__Problem statement__. In the records below, begin at the line containing "Exercise. Spot the cloud" and end at the line containing "Exercise. Spot the calm"; quote every line in that span exactly, including both boundary lines, and no others.

━━━━

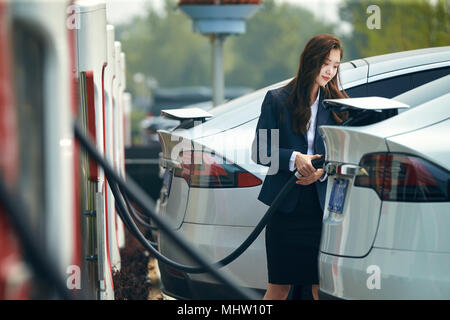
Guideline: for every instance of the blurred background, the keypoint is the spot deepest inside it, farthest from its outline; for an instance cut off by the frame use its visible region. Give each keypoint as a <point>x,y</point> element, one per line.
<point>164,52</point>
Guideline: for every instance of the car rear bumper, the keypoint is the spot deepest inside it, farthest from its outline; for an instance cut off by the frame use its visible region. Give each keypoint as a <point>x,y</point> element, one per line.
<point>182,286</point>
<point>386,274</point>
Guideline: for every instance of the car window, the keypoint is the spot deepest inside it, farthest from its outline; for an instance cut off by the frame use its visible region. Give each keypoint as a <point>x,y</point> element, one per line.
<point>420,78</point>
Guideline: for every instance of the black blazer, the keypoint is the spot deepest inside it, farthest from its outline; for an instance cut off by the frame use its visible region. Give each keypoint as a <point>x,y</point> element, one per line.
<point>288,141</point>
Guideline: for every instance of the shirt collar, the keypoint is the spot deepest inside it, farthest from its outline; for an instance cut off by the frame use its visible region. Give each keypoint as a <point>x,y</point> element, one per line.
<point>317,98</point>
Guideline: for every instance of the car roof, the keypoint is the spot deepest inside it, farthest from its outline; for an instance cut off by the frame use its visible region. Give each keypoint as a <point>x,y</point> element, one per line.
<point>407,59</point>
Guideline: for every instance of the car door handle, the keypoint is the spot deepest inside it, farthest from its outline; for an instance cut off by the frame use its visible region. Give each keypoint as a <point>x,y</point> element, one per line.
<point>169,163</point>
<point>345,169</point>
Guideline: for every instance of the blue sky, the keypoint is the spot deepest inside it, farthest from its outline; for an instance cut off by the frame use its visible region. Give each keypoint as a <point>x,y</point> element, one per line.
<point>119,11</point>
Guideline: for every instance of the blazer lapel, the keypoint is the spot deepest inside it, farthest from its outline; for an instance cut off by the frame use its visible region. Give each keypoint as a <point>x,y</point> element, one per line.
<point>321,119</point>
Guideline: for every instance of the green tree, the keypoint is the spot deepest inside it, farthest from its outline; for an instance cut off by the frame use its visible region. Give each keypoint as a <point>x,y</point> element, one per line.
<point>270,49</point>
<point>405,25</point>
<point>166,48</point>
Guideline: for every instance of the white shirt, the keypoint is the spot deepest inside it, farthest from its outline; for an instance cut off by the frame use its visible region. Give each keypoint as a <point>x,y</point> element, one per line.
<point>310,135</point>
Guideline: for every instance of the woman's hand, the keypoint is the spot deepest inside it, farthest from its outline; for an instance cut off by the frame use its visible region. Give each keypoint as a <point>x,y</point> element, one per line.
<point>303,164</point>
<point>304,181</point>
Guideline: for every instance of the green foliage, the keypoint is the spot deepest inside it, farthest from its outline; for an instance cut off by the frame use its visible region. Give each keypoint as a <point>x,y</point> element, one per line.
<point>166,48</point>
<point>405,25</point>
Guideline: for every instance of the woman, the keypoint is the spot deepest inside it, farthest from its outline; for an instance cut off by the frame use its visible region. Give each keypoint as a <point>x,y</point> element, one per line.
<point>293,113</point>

━━━━

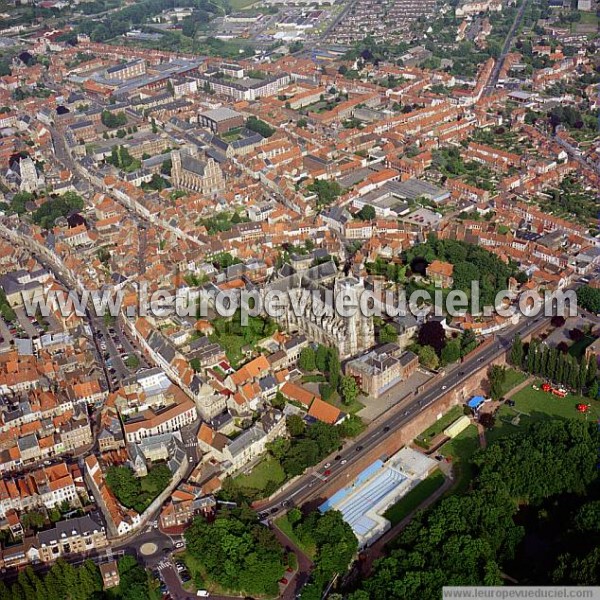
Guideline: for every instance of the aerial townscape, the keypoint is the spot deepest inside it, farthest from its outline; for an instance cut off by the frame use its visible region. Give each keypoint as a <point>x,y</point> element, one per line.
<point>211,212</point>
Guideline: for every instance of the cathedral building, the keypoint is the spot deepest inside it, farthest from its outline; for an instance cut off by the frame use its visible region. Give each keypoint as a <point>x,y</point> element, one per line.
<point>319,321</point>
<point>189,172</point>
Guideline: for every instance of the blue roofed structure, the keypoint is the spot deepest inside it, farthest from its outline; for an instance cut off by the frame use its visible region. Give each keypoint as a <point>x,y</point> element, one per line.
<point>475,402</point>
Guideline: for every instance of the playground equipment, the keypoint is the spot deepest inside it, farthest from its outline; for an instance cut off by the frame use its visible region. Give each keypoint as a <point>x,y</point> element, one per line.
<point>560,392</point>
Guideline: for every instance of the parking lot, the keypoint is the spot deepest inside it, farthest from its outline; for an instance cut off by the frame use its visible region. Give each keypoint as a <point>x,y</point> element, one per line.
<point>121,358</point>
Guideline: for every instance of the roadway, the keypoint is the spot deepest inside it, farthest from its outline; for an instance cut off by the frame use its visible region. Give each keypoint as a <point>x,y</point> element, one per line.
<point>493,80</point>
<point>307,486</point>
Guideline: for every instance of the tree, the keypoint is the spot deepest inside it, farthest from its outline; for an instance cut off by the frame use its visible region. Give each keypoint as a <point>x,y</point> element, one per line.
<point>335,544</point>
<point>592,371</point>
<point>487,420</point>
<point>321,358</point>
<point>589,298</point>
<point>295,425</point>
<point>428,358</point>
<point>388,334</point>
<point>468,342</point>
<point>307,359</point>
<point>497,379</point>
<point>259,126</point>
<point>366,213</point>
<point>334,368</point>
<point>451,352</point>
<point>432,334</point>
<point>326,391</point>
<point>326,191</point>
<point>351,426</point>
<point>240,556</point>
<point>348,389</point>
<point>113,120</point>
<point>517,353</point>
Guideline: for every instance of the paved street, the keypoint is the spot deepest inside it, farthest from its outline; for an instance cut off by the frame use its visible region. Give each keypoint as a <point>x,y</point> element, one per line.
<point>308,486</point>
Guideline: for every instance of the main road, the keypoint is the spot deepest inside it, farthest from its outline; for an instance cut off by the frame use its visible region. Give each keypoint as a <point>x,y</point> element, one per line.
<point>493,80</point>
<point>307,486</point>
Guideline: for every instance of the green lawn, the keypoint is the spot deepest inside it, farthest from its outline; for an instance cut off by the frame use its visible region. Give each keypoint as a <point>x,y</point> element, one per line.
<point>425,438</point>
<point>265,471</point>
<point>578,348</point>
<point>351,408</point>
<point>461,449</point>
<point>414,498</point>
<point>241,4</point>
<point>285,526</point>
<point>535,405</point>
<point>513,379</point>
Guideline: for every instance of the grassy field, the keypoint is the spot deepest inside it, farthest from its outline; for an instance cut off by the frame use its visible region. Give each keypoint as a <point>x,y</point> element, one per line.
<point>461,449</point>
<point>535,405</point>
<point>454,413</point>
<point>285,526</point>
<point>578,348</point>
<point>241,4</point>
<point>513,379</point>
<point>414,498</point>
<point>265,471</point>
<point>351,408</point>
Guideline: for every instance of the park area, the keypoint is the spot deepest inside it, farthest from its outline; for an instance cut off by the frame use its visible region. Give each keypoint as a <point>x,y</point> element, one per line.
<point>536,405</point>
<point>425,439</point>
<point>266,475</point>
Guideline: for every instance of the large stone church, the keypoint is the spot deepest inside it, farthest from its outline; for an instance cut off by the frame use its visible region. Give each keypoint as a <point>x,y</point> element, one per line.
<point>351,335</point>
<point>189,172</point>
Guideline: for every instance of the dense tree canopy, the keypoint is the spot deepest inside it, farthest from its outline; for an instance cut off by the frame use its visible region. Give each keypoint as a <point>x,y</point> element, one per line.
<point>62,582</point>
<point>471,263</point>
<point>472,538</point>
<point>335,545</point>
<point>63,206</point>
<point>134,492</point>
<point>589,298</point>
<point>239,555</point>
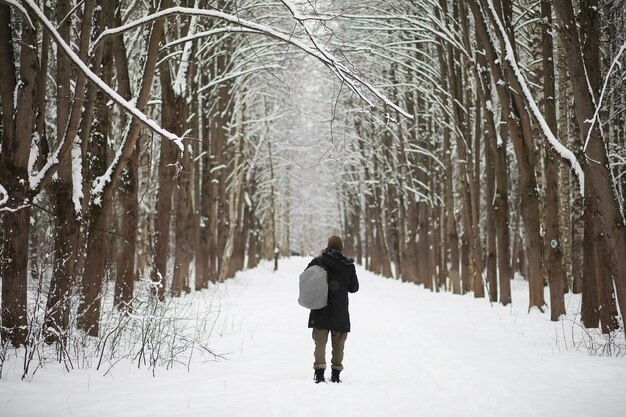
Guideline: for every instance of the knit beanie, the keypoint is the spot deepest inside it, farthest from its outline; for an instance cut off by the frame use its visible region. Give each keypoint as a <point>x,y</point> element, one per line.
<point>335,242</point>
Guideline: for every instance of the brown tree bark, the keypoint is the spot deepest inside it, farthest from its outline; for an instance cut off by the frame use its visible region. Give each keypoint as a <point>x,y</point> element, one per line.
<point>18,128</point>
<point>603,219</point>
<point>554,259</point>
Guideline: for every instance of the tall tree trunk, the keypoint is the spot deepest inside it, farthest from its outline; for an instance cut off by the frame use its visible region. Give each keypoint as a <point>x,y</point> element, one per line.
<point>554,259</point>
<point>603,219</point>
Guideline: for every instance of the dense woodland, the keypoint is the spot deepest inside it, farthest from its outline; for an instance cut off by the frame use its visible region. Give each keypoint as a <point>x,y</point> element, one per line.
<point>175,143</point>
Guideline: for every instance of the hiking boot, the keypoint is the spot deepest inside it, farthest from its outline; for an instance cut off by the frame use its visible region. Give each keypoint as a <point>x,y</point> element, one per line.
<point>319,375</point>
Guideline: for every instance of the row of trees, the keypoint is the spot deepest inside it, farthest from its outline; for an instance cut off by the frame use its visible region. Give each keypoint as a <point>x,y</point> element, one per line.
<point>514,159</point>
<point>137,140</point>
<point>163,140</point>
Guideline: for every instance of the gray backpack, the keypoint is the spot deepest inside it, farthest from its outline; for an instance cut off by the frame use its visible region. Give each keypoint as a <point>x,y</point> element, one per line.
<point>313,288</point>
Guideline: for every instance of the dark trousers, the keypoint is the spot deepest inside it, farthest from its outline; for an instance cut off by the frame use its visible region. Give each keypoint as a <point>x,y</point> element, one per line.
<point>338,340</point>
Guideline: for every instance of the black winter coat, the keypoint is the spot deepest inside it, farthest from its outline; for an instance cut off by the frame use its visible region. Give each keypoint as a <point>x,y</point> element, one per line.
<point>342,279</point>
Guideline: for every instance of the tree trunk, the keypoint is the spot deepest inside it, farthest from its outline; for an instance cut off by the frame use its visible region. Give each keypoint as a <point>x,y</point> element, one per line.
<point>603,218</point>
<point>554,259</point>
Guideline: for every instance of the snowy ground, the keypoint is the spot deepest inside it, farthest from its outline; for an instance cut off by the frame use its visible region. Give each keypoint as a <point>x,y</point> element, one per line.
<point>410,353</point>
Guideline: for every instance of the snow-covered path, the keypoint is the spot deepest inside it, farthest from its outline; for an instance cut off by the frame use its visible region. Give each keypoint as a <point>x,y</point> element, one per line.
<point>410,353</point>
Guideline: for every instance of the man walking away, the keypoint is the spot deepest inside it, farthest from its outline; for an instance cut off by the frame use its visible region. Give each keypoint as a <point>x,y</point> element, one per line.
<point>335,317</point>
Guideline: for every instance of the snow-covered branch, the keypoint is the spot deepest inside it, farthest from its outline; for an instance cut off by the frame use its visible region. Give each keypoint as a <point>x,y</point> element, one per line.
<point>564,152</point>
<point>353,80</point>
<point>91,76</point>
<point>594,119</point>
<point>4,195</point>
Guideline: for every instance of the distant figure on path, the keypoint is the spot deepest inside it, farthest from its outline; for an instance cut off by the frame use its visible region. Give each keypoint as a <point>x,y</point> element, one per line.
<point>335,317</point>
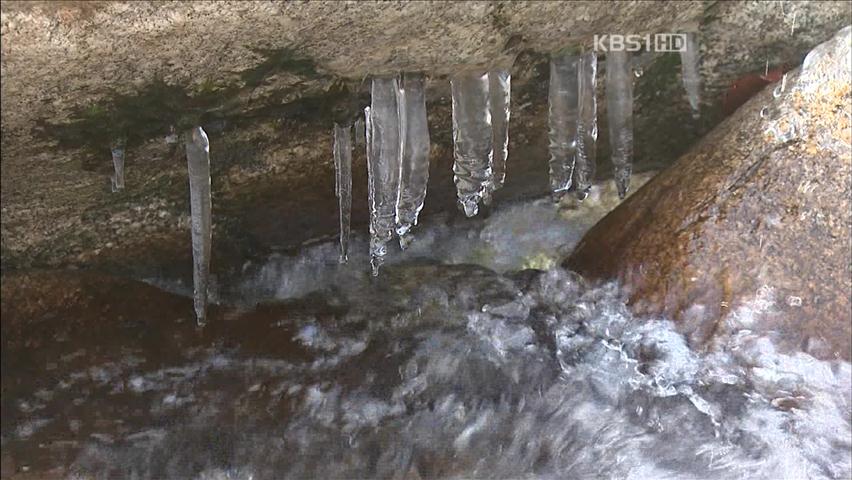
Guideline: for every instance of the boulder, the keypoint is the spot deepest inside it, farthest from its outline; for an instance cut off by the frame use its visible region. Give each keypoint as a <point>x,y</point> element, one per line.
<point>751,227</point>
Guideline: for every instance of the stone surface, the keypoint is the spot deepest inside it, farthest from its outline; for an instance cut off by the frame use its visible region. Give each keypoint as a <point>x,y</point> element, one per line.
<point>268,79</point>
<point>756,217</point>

━━━━

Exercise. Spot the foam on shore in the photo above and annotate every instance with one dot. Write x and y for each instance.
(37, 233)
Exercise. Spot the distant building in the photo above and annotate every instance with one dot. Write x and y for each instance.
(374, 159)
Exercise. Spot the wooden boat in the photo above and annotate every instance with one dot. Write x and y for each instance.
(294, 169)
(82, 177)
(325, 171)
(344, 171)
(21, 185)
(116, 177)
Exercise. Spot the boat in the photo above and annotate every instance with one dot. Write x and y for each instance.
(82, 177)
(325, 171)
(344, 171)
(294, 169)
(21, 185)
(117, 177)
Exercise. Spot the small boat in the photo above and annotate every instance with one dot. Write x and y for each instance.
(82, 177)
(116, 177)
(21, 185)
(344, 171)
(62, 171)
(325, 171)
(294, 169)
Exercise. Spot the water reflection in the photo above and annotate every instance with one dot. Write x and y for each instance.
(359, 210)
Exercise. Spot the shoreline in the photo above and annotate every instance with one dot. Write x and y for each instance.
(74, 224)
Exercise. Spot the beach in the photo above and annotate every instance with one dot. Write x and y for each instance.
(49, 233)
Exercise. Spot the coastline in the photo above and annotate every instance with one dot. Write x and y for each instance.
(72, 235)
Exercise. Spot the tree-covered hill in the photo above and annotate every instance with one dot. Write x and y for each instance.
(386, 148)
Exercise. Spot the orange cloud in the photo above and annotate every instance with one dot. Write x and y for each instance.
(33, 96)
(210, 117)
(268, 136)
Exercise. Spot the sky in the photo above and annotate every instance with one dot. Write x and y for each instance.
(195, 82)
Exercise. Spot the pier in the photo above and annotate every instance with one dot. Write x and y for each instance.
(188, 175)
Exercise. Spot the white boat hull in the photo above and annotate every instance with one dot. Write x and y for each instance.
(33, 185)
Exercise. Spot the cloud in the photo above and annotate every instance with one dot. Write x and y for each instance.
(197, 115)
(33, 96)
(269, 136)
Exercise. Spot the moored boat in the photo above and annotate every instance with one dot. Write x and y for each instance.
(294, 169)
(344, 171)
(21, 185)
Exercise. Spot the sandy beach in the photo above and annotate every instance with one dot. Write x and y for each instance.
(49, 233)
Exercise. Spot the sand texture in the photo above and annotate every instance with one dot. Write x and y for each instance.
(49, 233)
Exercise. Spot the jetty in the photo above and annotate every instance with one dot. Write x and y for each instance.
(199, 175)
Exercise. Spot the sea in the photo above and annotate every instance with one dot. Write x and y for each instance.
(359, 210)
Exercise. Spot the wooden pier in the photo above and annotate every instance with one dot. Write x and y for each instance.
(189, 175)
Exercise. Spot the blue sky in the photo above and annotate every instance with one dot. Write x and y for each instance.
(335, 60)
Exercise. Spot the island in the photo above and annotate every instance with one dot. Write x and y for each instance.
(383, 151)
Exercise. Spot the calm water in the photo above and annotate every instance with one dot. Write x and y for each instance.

━━━━

__Result__.
Exercise. Spot the cloud in the photo above and annotate every instance with one dot. Write x and y for each instance.
(197, 115)
(33, 96)
(269, 136)
Exercise. Spot the moored boat in the photo above and annotate every instance with one dot. Write x and y for each instance.
(294, 169)
(344, 171)
(21, 185)
Exercise. Spot the sandy beach in the photo above and annotate every instance with one dot. Write x and y for each instance.
(49, 233)
Exercise. Spot the sand texture in the photo above and annotate every instance with one dot. Write x and y for each instance.
(49, 233)
Exercise. Spot the jetty in the photo above and annotate every instance with one dot. Write x and y for each instance.
(199, 175)
Exercise. Spot the sea in the photo above and annotate every instance with one dot. Write x and y for each instance.
(359, 210)
Exercise. Spot the wooden pier in the photo above and annotate every instance with one dot. Write x and y for each instance.
(189, 175)
Exercise. Spot the blue sky in the photo above and annotate every instance with one dot. Write x and y for each instance.
(335, 60)
Exercise. Spot the island in the photo above and annotate every instance with one dot. Write x and y for each instance.
(383, 151)
Exercise. Spot the calm water in the photo above and annotate every instance with one dot. Write x and y for each instance.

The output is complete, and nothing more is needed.